**The exercise**
In the forum thread below about the Google Play error, why did JRJ442 reflash gapps? Answer in one to three sentences.

**Source text**
# Google Play Error [RPC:S-5:AEC-0]



## CZonin (Sep 25, 2011)

Anyone else run into this? Seems like a lot of people on Android Central got hit by it including myself.


----------



## FormeriPhoney (Aug 12, 2011)

Yup. I was just gonna post that.

Can't install anything from the new market


----------



## CZonin (Sep 25, 2011)

Only way to update my apps right now is to push them through the web browser play store.


----------



## CZonin (Sep 25, 2011)

Remove your Google account from your phone. Make a new one and log into that on your phone. Go into settings > apps > all and go to the Google Play Store. Uninstall updates, clear cache, clear data. Then remove that Google account and log back into your main one. Worked perfectly for me!


----------



## jakebites (Aug 27, 2011)

I had this issue for a couple of hours today but it resolved itself. Must have been on Google's end.


----------



## JRJ442 (Jun 8, 2011)

Yeah I had it too. I thought it came from a new inverted multi dpi market I saw on XDA. So reflashed my gapps and used Travs new one. Glad I did all that for nothing. Lol


----------



## CZonin (Sep 25, 2011)

Ya I reflashed my entire ROM before finding the right solution lol.


----------

**Items**
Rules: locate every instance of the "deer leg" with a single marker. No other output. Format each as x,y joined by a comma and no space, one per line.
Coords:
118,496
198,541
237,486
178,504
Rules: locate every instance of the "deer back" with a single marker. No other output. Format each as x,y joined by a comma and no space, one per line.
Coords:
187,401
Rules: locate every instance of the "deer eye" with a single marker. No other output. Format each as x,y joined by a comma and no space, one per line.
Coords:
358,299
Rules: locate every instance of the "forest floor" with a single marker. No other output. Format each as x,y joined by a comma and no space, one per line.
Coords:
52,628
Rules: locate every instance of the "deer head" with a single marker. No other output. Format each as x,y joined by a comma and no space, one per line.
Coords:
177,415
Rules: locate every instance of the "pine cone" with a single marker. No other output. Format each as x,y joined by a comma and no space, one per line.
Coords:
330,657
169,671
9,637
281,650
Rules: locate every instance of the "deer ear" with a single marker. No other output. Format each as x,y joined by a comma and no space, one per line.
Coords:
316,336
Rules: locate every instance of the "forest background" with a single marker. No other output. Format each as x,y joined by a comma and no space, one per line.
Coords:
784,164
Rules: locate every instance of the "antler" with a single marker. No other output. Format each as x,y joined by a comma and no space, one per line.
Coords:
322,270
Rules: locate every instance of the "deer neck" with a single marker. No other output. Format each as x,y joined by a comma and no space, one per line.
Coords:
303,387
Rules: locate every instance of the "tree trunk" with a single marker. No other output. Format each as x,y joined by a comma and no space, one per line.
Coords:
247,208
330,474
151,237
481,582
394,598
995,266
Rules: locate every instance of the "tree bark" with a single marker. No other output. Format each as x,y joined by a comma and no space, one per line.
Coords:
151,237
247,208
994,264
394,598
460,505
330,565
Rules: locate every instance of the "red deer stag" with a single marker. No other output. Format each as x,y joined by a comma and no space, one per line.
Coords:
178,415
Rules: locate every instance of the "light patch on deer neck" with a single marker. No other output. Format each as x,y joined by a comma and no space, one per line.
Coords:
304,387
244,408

---

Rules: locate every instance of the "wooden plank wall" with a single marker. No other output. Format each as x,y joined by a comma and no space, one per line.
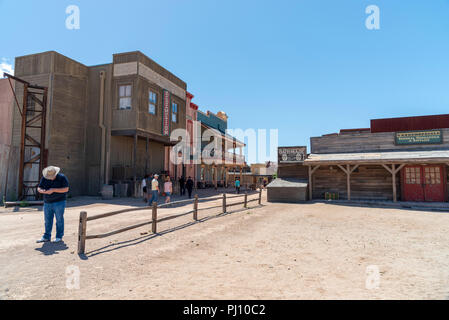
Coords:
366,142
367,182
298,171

**Result**
JRJ442 thought the error came from a new inverted multi dpi market seen on XDA. JRJ442 therefore reflashed the gapps and used Travs new one instead.